Image boundary annotation data
-- start --

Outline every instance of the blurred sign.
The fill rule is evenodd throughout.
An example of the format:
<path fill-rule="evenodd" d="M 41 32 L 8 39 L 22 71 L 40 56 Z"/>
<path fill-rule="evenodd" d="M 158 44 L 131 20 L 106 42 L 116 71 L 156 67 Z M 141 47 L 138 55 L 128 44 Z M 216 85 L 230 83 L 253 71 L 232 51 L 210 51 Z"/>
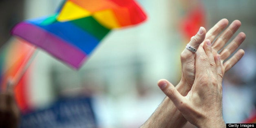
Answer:
<path fill-rule="evenodd" d="M 42 110 L 22 116 L 21 128 L 96 128 L 91 99 L 61 99 Z"/>

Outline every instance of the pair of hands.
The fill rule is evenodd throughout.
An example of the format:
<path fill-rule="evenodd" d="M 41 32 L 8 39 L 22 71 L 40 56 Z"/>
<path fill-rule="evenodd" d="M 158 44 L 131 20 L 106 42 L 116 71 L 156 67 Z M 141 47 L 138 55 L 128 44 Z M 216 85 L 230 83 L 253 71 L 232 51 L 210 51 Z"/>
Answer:
<path fill-rule="evenodd" d="M 197 51 L 185 49 L 181 53 L 181 79 L 175 87 L 166 80 L 159 81 L 158 86 L 168 97 L 141 127 L 179 128 L 187 121 L 198 127 L 225 127 L 222 78 L 244 54 L 240 49 L 228 59 L 245 38 L 241 32 L 224 47 L 241 22 L 235 20 L 225 29 L 228 24 L 227 20 L 222 19 L 207 33 L 201 27 L 191 38 L 188 44 Z"/>
<path fill-rule="evenodd" d="M 227 19 L 222 19 L 207 33 L 201 27 L 191 38 L 189 44 L 198 49 L 195 53 L 185 49 L 182 53 L 181 79 L 177 88 L 165 79 L 158 82 L 183 117 L 198 127 L 225 127 L 222 116 L 222 78 L 244 54 L 240 49 L 227 59 L 245 38 L 244 33 L 240 33 L 223 48 L 241 25 L 235 20 L 212 46 L 228 24 Z"/>

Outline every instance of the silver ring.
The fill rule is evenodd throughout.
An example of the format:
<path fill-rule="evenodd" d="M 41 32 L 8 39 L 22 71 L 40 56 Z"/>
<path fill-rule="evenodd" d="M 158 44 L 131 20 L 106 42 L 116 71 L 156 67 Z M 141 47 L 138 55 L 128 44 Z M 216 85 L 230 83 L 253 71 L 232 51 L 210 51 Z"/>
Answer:
<path fill-rule="evenodd" d="M 196 51 L 197 51 L 197 50 L 189 45 L 188 44 L 187 44 L 187 45 L 186 45 L 186 48 L 194 53 L 195 53 Z"/>

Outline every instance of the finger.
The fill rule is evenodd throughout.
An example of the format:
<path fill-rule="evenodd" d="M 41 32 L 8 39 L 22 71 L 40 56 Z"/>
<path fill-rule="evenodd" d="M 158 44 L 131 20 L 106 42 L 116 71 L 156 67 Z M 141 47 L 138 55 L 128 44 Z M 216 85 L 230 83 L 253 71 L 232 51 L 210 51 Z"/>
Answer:
<path fill-rule="evenodd" d="M 188 44 L 196 49 L 197 49 L 200 44 L 203 42 L 205 37 L 206 30 L 203 27 L 201 27 L 197 33 L 190 39 L 190 41 Z M 191 57 L 193 56 L 193 57 Z M 194 58 L 194 53 L 185 48 L 181 55 L 181 61 L 187 60 L 187 58 Z"/>
<path fill-rule="evenodd" d="M 231 37 L 236 33 L 241 26 L 241 22 L 236 20 L 233 21 L 230 26 L 217 38 L 212 45 L 213 49 L 218 51 L 225 45 Z"/>
<path fill-rule="evenodd" d="M 215 64 L 214 57 L 212 53 L 211 41 L 210 40 L 206 40 L 204 42 L 203 48 L 206 55 L 209 58 L 212 71 L 214 73 L 216 73 L 216 64 Z"/>
<path fill-rule="evenodd" d="M 201 27 L 197 33 L 191 38 L 190 41 L 188 44 L 196 49 L 197 49 L 199 46 L 204 40 L 206 33 L 205 29 L 202 26 Z"/>
<path fill-rule="evenodd" d="M 196 53 L 195 68 L 195 76 L 200 76 L 200 74 L 207 73 L 207 70 L 210 69 L 209 59 L 203 47 L 200 46 Z"/>
<path fill-rule="evenodd" d="M 209 39 L 211 42 L 213 42 L 214 39 L 227 27 L 228 24 L 228 20 L 227 19 L 223 19 L 218 22 L 212 29 L 206 33 L 205 40 Z"/>
<path fill-rule="evenodd" d="M 222 74 L 221 70 L 221 55 L 216 55 L 214 56 L 214 61 L 216 64 L 216 71 L 218 81 L 221 83 L 222 82 L 222 78 L 223 78 L 223 75 Z"/>
<path fill-rule="evenodd" d="M 176 107 L 179 110 L 183 110 L 183 103 L 187 99 L 181 95 L 175 87 L 168 81 L 165 79 L 160 79 L 157 83 L 162 91 L 172 101 Z"/>
<path fill-rule="evenodd" d="M 225 62 L 223 64 L 225 68 L 225 72 L 229 71 L 242 58 L 244 55 L 245 55 L 245 51 L 243 50 L 239 49 L 231 58 Z"/>
<path fill-rule="evenodd" d="M 220 54 L 222 60 L 228 58 L 238 48 L 245 39 L 245 34 L 243 32 L 239 33 L 236 37 L 221 51 Z"/>

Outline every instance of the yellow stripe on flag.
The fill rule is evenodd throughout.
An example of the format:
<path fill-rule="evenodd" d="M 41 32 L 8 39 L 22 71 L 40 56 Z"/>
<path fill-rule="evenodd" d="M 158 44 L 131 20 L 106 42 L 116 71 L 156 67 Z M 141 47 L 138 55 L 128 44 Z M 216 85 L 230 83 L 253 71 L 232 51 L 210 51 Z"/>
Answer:
<path fill-rule="evenodd" d="M 101 24 L 109 29 L 120 27 L 113 12 L 110 9 L 95 13 L 93 16 Z"/>
<path fill-rule="evenodd" d="M 57 18 L 60 22 L 72 20 L 90 15 L 91 13 L 70 1 L 67 1 Z"/>

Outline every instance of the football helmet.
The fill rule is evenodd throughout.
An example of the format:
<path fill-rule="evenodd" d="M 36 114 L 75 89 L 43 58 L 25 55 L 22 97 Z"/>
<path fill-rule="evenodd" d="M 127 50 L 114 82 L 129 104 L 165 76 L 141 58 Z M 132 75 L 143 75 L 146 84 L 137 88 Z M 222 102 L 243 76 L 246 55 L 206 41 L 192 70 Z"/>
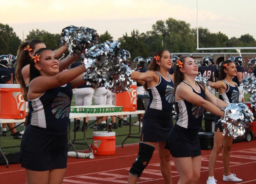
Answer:
<path fill-rule="evenodd" d="M 248 69 L 254 70 L 256 68 L 256 58 L 253 58 L 250 59 L 248 62 L 247 66 Z"/>
<path fill-rule="evenodd" d="M 208 66 L 211 64 L 211 61 L 209 58 L 207 57 L 203 57 L 200 60 L 201 65 L 202 66 Z"/>
<path fill-rule="evenodd" d="M 229 60 L 230 61 L 231 61 L 234 62 L 234 59 L 235 58 L 235 57 L 234 56 L 231 56 L 231 57 L 230 57 L 228 58 L 228 60 Z"/>
<path fill-rule="evenodd" d="M 149 65 L 149 64 L 150 64 L 150 63 L 151 62 L 151 60 L 152 60 L 152 59 L 153 59 L 153 58 L 152 57 L 148 57 L 146 58 L 145 60 L 147 66 L 148 66 Z"/>
<path fill-rule="evenodd" d="M 211 64 L 214 64 L 214 59 L 212 57 L 211 57 L 210 56 L 208 56 L 207 57 L 209 59 L 210 62 L 211 62 Z"/>
<path fill-rule="evenodd" d="M 142 57 L 137 57 L 133 60 L 133 62 L 135 63 L 137 63 L 141 61 L 143 61 L 145 62 L 145 59 Z"/>
<path fill-rule="evenodd" d="M 177 60 L 179 59 L 179 58 L 177 56 L 173 56 L 171 58 L 172 61 L 172 66 L 175 67 L 175 65 L 177 63 Z"/>
<path fill-rule="evenodd" d="M 234 62 L 236 64 L 239 65 L 240 66 L 243 67 L 244 66 L 244 60 L 243 57 L 241 56 L 237 56 L 234 58 Z"/>
<path fill-rule="evenodd" d="M 7 68 L 12 68 L 13 64 L 9 57 L 6 55 L 0 56 L 0 65 Z"/>
<path fill-rule="evenodd" d="M 16 66 L 16 57 L 14 56 L 11 54 L 8 54 L 7 55 L 9 57 L 9 60 L 12 62 L 13 64 L 13 66 Z"/>

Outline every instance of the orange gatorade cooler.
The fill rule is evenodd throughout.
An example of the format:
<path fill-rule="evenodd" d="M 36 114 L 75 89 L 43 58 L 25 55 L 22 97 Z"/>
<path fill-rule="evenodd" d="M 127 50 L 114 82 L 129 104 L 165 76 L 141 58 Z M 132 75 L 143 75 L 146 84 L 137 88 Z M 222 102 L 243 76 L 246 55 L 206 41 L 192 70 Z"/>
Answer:
<path fill-rule="evenodd" d="M 115 105 L 123 106 L 123 111 L 137 110 L 137 83 L 133 82 L 127 91 L 115 94 Z"/>
<path fill-rule="evenodd" d="M 19 84 L 0 84 L 0 118 L 25 118 L 26 102 L 23 99 Z"/>
<path fill-rule="evenodd" d="M 115 153 L 115 132 L 92 132 L 92 150 L 96 155 L 108 155 Z"/>

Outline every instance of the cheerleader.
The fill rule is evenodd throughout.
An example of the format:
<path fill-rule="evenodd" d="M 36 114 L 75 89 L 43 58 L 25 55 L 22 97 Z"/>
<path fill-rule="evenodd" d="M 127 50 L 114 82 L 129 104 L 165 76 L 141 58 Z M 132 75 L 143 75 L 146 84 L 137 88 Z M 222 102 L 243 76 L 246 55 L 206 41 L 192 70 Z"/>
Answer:
<path fill-rule="evenodd" d="M 67 127 L 72 89 L 84 83 L 84 65 L 59 73 L 51 50 L 39 49 L 30 63 L 29 124 L 22 139 L 26 183 L 62 183 L 67 167 Z"/>
<path fill-rule="evenodd" d="M 150 102 L 143 118 L 139 153 L 129 172 L 128 183 L 136 183 L 148 164 L 157 145 L 161 173 L 166 183 L 172 183 L 171 154 L 164 146 L 172 128 L 172 110 L 174 101 L 173 76 L 168 74 L 172 66 L 170 53 L 162 49 L 153 54 L 153 58 L 145 73 L 132 73 L 132 79 L 145 82 Z"/>
<path fill-rule="evenodd" d="M 211 83 L 211 87 L 219 89 L 220 99 L 227 104 L 239 103 L 239 91 L 237 84 L 232 81 L 233 77 L 236 76 L 237 71 L 236 64 L 233 62 L 229 60 L 224 61 L 220 66 L 219 80 L 216 82 Z M 214 144 L 209 159 L 209 177 L 207 184 L 216 184 L 217 180 L 214 176 L 215 164 L 222 147 L 222 160 L 224 169 L 223 180 L 230 181 L 242 181 L 236 177 L 235 174 L 230 172 L 230 150 L 233 137 L 230 137 L 226 135 L 223 135 L 223 128 L 221 123 L 218 123 L 220 118 L 219 116 L 216 116 L 214 120 Z"/>
<path fill-rule="evenodd" d="M 23 91 L 23 98 L 27 101 L 27 87 L 29 83 L 29 63 L 31 58 L 38 49 L 46 48 L 45 44 L 37 39 L 33 39 L 29 41 L 24 42 L 19 47 L 17 52 L 17 67 L 15 70 L 15 76 L 20 85 L 21 91 Z M 67 43 L 60 47 L 54 52 L 57 58 L 67 49 Z M 65 69 L 72 62 L 79 57 L 69 56 L 63 59 L 59 63 L 59 71 L 61 72 Z"/>
<path fill-rule="evenodd" d="M 224 112 L 220 108 L 227 104 L 195 82 L 198 67 L 193 59 L 182 58 L 177 64 L 174 92 L 178 115 L 165 148 L 173 158 L 179 175 L 178 183 L 193 184 L 197 183 L 200 177 L 201 150 L 198 133 L 202 127 L 204 108 L 223 116 Z"/>

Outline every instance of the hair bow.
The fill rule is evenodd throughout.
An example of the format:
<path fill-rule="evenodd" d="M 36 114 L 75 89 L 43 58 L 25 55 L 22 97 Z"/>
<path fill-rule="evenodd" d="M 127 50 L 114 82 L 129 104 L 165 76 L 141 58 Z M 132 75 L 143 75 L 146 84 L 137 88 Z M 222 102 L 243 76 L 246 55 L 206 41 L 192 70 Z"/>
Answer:
<path fill-rule="evenodd" d="M 154 56 L 154 58 L 157 61 L 160 60 L 160 56 L 157 55 L 157 56 Z"/>
<path fill-rule="evenodd" d="M 229 67 L 229 66 L 228 66 L 228 63 L 226 63 L 226 64 L 224 64 L 223 65 L 223 66 L 226 67 L 226 68 L 227 68 Z"/>
<path fill-rule="evenodd" d="M 32 57 L 32 59 L 34 59 L 34 62 L 35 64 L 38 61 L 40 61 L 40 55 L 38 55 L 38 54 L 37 54 L 35 56 L 33 56 Z"/>
<path fill-rule="evenodd" d="M 183 63 L 182 62 L 179 60 L 177 60 L 177 64 L 176 64 L 176 65 L 179 65 L 179 67 L 181 68 L 183 68 L 183 66 L 182 66 L 183 64 Z"/>
<path fill-rule="evenodd" d="M 30 49 L 30 46 L 28 45 L 27 46 L 27 47 L 26 48 L 24 49 L 23 50 L 24 50 L 24 51 L 27 50 L 29 52 L 32 51 L 32 49 Z"/>

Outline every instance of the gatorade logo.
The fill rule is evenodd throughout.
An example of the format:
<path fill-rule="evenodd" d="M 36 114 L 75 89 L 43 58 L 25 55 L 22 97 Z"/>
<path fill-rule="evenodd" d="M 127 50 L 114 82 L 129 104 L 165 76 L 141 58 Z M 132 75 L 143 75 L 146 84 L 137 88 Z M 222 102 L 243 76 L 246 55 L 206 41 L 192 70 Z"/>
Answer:
<path fill-rule="evenodd" d="M 137 96 L 137 91 L 136 89 L 130 88 L 128 90 L 127 92 L 129 93 L 131 98 L 131 103 L 132 104 L 135 104 L 137 101 L 136 97 Z"/>
<path fill-rule="evenodd" d="M 97 140 L 93 141 L 93 145 L 94 147 L 97 148 L 99 147 L 101 144 L 101 140 Z"/>
<path fill-rule="evenodd" d="M 21 93 L 20 92 L 13 92 L 13 95 L 16 101 L 18 110 L 24 110 L 26 103 L 25 101 L 23 99 Z"/>
<path fill-rule="evenodd" d="M 19 95 L 18 98 L 20 102 L 24 102 L 24 99 L 23 99 L 23 97 L 22 96 L 22 94 L 21 93 Z"/>

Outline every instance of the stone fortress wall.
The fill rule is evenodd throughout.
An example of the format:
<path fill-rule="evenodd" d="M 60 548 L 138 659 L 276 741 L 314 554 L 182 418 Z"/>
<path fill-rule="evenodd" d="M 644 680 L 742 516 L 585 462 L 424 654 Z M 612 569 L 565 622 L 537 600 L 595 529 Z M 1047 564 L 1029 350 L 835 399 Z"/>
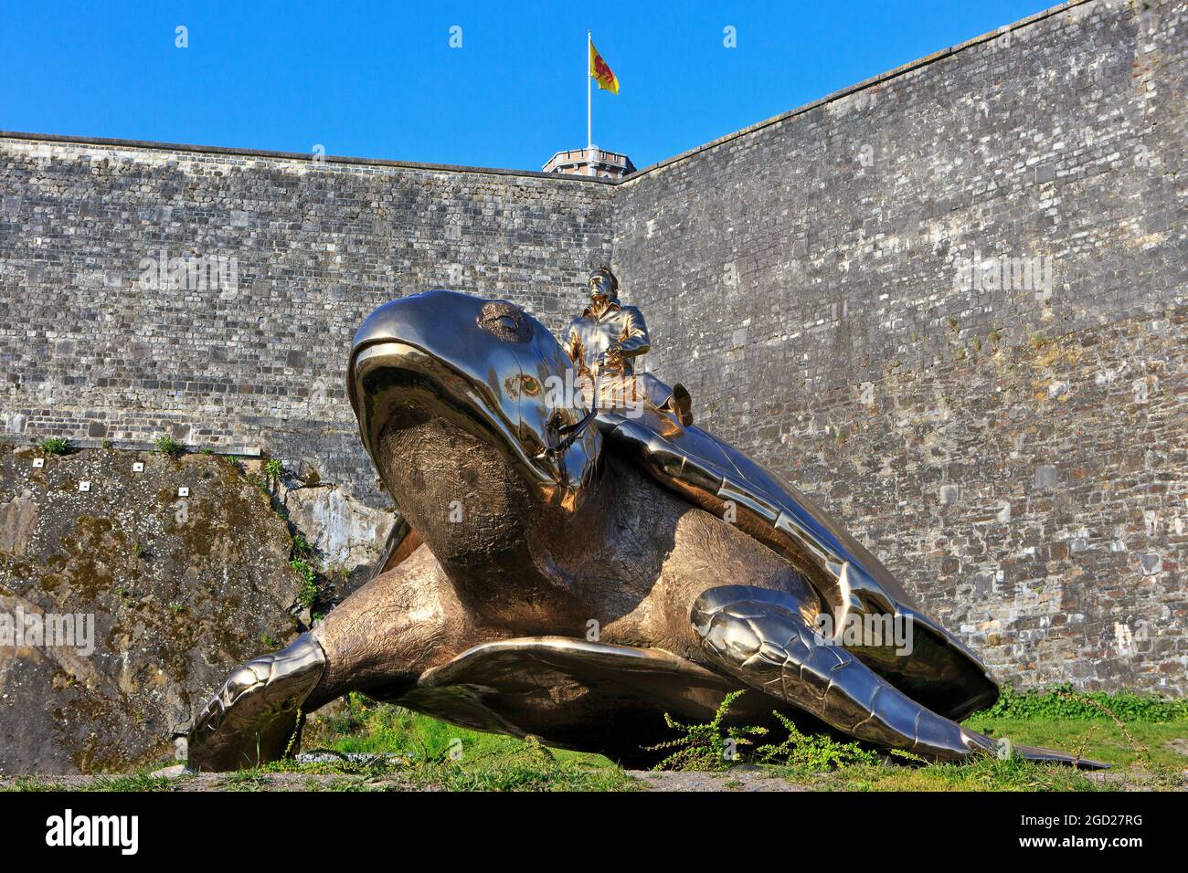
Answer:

-- end --

_Directions for this task_
Print, character for character, the lines from the one containing "Outline every instance of the gatorade logo." through the one containing "95 L 16 101", including both.

_Response below_
Outline every instance of the gatorade logo.
The fill rule is evenodd throughout.
An example of the format:
<path fill-rule="evenodd" d="M 36 114 L 75 89 L 43 58 L 25 55 L 22 97 Z"/>
<path fill-rule="evenodd" d="M 127 50 L 114 82 L 129 104 L 165 76 L 141 58 Z M 132 75 L 143 75 L 146 84 L 137 88 Z M 222 102 L 243 76 L 246 55 L 206 41 L 192 70 Z"/>
Answer:
<path fill-rule="evenodd" d="M 137 96 L 137 91 L 136 89 L 130 88 L 128 90 L 127 92 L 129 93 L 131 98 L 131 103 L 132 104 L 135 104 L 137 101 L 136 97 Z"/>
<path fill-rule="evenodd" d="M 97 140 L 93 141 L 93 145 L 94 147 L 97 148 L 99 147 L 101 144 L 101 140 Z"/>
<path fill-rule="evenodd" d="M 21 93 L 20 92 L 13 92 L 13 95 L 16 101 L 18 110 L 24 110 L 26 103 L 25 101 L 23 99 Z"/>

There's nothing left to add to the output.